__What is needed__
Could you print exactly the lines of the listing below, starting at the line that has "Where can the green sepal" and ending at the line that has "<point>395,126</point>", and only those lines?

__Material provided__
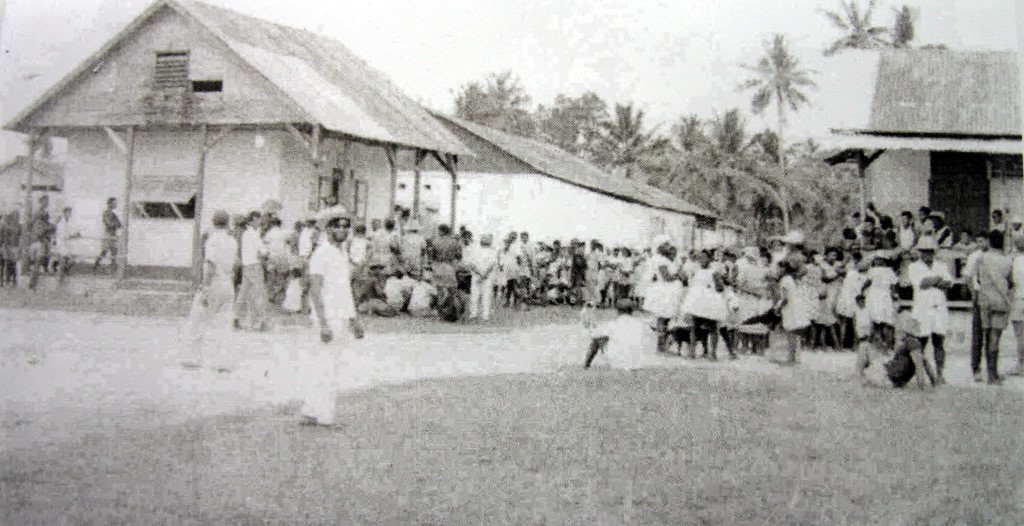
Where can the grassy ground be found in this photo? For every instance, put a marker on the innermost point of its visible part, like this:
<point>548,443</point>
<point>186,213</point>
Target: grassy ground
<point>680,446</point>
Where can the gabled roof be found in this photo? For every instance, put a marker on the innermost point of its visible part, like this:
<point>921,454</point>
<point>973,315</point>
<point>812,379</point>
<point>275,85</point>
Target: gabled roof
<point>554,162</point>
<point>45,173</point>
<point>935,91</point>
<point>333,86</point>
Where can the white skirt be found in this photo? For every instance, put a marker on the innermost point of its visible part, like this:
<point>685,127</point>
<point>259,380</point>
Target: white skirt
<point>706,302</point>
<point>663,299</point>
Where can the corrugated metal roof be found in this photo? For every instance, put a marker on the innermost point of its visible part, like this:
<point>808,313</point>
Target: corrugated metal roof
<point>322,76</point>
<point>45,173</point>
<point>947,92</point>
<point>554,162</point>
<point>853,140</point>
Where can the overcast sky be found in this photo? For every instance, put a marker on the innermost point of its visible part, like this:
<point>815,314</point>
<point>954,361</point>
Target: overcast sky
<point>670,57</point>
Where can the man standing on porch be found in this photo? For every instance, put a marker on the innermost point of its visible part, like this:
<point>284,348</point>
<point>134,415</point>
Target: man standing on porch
<point>112,223</point>
<point>251,305</point>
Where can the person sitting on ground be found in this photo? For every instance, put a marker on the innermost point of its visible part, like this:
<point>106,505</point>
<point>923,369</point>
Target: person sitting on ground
<point>627,341</point>
<point>423,297</point>
<point>397,290</point>
<point>896,369</point>
<point>371,297</point>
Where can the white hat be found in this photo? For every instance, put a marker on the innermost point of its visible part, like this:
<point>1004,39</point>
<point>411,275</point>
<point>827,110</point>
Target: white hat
<point>332,213</point>
<point>794,237</point>
<point>660,239</point>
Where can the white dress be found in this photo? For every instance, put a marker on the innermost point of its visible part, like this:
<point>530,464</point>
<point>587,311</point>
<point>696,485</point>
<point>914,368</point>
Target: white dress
<point>929,308</point>
<point>663,297</point>
<point>332,263</point>
<point>879,296</point>
<point>701,298</point>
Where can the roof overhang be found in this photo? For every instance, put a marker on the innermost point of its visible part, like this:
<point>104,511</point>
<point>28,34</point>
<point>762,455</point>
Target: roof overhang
<point>866,140</point>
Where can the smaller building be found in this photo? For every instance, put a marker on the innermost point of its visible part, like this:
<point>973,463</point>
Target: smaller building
<point>944,132</point>
<point>519,184</point>
<point>47,179</point>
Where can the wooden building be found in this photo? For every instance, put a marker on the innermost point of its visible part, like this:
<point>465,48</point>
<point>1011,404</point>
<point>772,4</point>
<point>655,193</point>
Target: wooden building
<point>47,178</point>
<point>193,108</point>
<point>521,184</point>
<point>944,132</point>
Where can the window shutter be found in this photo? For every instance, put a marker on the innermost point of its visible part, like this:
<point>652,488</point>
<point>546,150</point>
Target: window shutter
<point>172,70</point>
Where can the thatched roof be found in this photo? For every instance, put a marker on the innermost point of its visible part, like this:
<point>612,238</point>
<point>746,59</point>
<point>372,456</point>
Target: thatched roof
<point>329,83</point>
<point>934,91</point>
<point>46,174</point>
<point>554,162</point>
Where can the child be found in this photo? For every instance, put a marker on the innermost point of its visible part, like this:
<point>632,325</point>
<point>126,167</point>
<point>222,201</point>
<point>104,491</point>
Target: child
<point>397,290</point>
<point>795,305</point>
<point>706,304</point>
<point>852,286</point>
<point>423,297</point>
<point>624,340</point>
<point>881,301</point>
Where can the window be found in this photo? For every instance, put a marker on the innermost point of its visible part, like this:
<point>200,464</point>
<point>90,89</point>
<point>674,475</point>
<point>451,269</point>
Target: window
<point>164,210</point>
<point>172,70</point>
<point>208,86</point>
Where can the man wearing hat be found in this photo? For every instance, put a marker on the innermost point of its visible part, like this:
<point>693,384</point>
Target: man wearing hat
<point>217,295</point>
<point>931,279</point>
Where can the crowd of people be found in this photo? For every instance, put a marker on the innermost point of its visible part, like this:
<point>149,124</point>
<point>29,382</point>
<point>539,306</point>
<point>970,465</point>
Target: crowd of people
<point>44,245</point>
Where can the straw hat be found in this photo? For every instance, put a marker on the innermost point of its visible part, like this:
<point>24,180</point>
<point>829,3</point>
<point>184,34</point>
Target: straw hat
<point>794,237</point>
<point>927,244</point>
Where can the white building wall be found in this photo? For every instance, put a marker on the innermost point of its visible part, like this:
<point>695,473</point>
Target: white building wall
<point>546,208</point>
<point>898,181</point>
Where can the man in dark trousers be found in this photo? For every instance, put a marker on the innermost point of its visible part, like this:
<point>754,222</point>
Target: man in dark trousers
<point>112,223</point>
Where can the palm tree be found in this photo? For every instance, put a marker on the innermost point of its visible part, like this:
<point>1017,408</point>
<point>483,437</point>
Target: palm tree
<point>778,79</point>
<point>856,24</point>
<point>624,143</point>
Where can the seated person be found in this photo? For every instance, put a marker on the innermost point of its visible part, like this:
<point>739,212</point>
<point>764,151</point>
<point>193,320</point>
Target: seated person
<point>370,297</point>
<point>397,290</point>
<point>896,369</point>
<point>423,297</point>
<point>627,341</point>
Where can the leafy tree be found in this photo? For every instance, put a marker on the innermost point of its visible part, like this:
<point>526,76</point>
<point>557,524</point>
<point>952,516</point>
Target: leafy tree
<point>500,101</point>
<point>624,141</point>
<point>903,32</point>
<point>573,124</point>
<point>778,79</point>
<point>856,26</point>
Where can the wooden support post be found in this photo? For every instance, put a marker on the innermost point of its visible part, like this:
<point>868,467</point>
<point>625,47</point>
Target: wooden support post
<point>126,203</point>
<point>392,159</point>
<point>198,258</point>
<point>454,164</point>
<point>29,182</point>
<point>417,166</point>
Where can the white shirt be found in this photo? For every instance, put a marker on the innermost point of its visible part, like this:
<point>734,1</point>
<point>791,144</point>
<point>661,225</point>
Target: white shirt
<point>276,242</point>
<point>306,242</point>
<point>482,259</point>
<point>252,247</point>
<point>423,295</point>
<point>221,250</point>
<point>332,263</point>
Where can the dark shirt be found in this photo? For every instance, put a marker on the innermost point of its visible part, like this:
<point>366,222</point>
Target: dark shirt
<point>446,249</point>
<point>900,368</point>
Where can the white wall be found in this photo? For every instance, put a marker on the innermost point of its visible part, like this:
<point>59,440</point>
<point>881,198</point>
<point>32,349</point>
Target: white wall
<point>545,207</point>
<point>898,181</point>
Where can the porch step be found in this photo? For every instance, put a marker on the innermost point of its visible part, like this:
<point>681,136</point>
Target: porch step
<point>142,286</point>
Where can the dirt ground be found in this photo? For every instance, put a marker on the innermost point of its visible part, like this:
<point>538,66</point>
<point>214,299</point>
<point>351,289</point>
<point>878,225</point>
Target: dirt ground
<point>81,385</point>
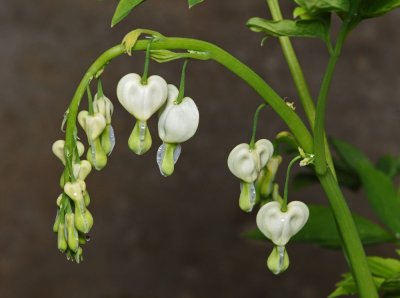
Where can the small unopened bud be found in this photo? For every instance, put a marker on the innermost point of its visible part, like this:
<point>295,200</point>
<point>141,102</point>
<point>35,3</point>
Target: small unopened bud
<point>278,260</point>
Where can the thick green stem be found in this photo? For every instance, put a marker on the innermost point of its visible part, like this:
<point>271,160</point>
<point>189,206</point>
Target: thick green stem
<point>350,238</point>
<point>298,78</point>
<point>319,126</point>
<point>293,121</point>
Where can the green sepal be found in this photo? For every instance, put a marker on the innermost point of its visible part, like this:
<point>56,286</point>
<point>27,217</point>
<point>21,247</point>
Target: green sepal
<point>140,139</point>
<point>247,196</point>
<point>61,239</point>
<point>106,139</point>
<point>96,155</point>
<point>168,162</point>
<point>72,233</point>
<point>278,260</point>
<point>83,220</point>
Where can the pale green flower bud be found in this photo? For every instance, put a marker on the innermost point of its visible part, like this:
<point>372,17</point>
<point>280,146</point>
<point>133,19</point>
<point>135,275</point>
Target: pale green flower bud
<point>278,260</point>
<point>72,233</point>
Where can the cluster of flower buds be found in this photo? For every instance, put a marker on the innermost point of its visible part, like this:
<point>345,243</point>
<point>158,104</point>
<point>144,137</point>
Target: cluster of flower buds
<point>73,220</point>
<point>178,117</point>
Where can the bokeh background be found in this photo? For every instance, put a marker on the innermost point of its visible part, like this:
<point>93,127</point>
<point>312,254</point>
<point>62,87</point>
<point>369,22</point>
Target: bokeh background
<point>176,236</point>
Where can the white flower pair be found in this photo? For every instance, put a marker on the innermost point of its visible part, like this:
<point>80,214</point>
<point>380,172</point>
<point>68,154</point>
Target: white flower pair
<point>177,122</point>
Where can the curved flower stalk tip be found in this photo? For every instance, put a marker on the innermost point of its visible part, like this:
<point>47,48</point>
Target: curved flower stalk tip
<point>246,164</point>
<point>141,101</point>
<point>104,106</point>
<point>178,122</point>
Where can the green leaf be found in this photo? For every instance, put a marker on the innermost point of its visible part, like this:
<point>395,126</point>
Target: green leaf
<point>381,193</point>
<point>123,9</point>
<point>321,229</point>
<point>194,2</point>
<point>315,7</point>
<point>291,28</point>
<point>375,8</point>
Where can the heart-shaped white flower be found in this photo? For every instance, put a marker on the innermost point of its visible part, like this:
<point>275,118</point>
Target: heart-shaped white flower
<point>58,149</point>
<point>178,122</point>
<point>246,163</point>
<point>281,226</point>
<point>142,101</point>
<point>93,125</point>
<point>103,106</point>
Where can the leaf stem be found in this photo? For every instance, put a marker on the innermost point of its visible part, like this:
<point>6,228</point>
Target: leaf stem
<point>286,189</point>
<point>255,122</point>
<point>181,93</point>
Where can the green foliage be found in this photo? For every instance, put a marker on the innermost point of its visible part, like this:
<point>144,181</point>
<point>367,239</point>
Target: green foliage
<point>321,229</point>
<point>375,8</point>
<point>386,275</point>
<point>381,193</point>
<point>315,7</point>
<point>123,9</point>
<point>291,28</point>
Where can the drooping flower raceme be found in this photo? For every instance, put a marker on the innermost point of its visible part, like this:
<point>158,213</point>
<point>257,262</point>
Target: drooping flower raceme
<point>142,101</point>
<point>104,106</point>
<point>94,125</point>
<point>246,163</point>
<point>177,123</point>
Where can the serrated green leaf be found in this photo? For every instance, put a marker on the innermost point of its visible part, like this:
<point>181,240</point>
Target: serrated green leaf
<point>375,8</point>
<point>315,7</point>
<point>321,229</point>
<point>381,193</point>
<point>123,9</point>
<point>194,2</point>
<point>291,28</point>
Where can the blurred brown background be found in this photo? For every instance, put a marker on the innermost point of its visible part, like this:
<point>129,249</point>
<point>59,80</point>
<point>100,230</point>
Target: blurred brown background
<point>176,236</point>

__Response for this exercise__
Where can the green sepal be found in this photo? For every instance, put a marker on the innermost point of its visible part, like this:
<point>56,286</point>
<point>27,217</point>
<point>21,247</point>
Target: green sepal
<point>140,139</point>
<point>247,196</point>
<point>61,239</point>
<point>106,139</point>
<point>96,155</point>
<point>168,162</point>
<point>72,233</point>
<point>278,260</point>
<point>83,220</point>
Where can the pale green flower bud be found in this photo? For every instance, put a marker on the innermost point of its visible part, like this:
<point>372,17</point>
<point>280,146</point>
<point>133,19</point>
<point>135,275</point>
Target: pale green flower bud
<point>278,260</point>
<point>72,233</point>
Where can the cluster of flower buds be found in this photo? For every instance, put a marker on the innermost point of its visible part, like this:
<point>345,243</point>
<point>158,104</point>
<point>144,137</point>
Target: cluster of flower buds
<point>73,220</point>
<point>178,117</point>
Where can the bokeh background be found in this photo? For every instance, put a marker on the innermost point of its visible part, like this:
<point>93,127</point>
<point>312,254</point>
<point>62,87</point>
<point>369,22</point>
Target: bokeh background
<point>176,236</point>
Where can the white flower pair be found in this photo? For every instance, put a marker on the innermost point of its visible part, like this:
<point>80,214</point>
<point>380,172</point>
<point>68,154</point>
Target: white flower pair
<point>177,122</point>
Where can the curved flower stalk tip be found in this photo? For every instance, put a marker on the innermost point of its visible part, like this:
<point>47,48</point>
Target: curved flower stalk tip
<point>246,164</point>
<point>141,101</point>
<point>104,106</point>
<point>178,122</point>
Where can the green leaf be found in this photo? For every instance, put a marker on the innermost point of its visible part, like this:
<point>395,126</point>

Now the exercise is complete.